• [MATERIAL SHOWN]
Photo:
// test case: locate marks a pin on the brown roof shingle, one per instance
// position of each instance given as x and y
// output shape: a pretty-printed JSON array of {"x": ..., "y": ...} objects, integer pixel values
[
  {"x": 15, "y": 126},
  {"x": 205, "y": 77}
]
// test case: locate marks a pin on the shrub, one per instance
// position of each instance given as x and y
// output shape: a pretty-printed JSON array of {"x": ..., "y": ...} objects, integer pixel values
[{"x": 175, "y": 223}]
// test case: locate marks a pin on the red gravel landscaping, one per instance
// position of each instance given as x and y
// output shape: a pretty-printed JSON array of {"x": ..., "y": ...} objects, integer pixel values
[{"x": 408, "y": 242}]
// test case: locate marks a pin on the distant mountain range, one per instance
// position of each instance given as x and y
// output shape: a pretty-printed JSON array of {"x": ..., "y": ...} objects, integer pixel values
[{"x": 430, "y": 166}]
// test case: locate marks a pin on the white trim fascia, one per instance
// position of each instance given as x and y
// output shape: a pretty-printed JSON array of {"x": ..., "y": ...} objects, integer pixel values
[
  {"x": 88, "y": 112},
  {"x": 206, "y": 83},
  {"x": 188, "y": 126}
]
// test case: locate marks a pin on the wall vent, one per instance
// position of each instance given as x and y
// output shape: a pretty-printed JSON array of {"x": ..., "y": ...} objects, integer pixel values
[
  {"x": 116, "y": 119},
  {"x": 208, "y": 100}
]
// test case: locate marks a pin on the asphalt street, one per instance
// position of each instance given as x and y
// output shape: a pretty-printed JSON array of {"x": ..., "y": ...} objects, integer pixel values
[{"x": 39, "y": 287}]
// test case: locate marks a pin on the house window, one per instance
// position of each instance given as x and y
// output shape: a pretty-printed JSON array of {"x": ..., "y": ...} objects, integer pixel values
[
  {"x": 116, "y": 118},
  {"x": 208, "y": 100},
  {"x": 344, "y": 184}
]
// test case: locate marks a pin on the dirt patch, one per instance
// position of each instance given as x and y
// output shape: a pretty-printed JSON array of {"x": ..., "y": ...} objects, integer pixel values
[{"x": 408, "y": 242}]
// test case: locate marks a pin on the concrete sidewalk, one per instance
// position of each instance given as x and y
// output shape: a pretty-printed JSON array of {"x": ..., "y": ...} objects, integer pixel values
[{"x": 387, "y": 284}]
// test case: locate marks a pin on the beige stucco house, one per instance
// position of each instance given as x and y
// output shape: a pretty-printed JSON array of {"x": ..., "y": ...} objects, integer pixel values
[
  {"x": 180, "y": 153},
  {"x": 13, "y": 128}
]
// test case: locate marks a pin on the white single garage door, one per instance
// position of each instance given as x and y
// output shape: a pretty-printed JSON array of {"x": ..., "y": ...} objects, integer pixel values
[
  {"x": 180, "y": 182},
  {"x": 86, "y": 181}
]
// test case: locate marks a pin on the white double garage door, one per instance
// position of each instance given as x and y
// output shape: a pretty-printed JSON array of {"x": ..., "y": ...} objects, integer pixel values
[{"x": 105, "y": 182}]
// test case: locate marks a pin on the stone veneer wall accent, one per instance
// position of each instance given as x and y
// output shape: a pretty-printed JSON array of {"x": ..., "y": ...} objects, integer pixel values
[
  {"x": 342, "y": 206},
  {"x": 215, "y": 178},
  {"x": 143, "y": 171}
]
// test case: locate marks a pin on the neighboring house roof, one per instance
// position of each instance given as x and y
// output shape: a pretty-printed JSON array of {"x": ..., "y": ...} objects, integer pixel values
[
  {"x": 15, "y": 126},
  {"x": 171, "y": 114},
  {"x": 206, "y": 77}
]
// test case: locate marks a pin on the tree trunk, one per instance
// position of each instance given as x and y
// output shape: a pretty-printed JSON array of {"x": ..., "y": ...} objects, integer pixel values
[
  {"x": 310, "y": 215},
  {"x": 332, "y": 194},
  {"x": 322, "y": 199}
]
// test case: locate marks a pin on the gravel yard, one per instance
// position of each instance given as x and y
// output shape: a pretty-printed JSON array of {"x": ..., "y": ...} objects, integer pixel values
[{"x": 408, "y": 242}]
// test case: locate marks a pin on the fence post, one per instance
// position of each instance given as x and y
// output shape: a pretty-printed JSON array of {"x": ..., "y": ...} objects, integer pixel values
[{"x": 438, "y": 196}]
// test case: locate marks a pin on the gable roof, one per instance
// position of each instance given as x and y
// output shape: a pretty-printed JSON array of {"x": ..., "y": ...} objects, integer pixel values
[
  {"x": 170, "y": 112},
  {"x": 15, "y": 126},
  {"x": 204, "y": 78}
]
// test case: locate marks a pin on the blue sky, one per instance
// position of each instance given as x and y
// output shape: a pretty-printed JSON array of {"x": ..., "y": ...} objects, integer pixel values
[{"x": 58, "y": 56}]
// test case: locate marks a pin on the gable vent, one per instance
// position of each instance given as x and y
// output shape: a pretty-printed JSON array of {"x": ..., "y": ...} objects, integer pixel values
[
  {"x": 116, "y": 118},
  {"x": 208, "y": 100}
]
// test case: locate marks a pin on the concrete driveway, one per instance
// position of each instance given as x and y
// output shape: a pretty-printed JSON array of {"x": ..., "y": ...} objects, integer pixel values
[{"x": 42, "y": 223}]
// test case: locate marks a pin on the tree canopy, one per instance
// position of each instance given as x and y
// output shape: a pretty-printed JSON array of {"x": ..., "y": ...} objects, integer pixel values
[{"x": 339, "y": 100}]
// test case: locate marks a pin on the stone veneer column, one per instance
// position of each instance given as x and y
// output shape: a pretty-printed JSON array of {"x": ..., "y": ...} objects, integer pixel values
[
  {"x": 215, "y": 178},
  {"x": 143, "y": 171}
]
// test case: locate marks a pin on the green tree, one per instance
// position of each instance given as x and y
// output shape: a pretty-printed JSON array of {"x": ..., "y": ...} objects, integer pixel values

• [TASK DIRECTIONS]
Repeat word for word each line from the one with "column, one per instance" to the end of the records above, inclusive.

• [RESULT OF THIS EXERCISE]
// test case: locate marks a pin on the stone veneer column, one per instance
// position of each instance given as x and y
// output shape: a pretty-printed JSON array of {"x": ..., "y": ...} objects, integer pixel values
[
  {"x": 215, "y": 178},
  {"x": 143, "y": 171}
]
// test case: locate marks a pin on the green tree, one per instance
// position of each instance given as x and y
// output shape: a pretty-printed JSON array of {"x": ..., "y": ...} objects, integer pixel values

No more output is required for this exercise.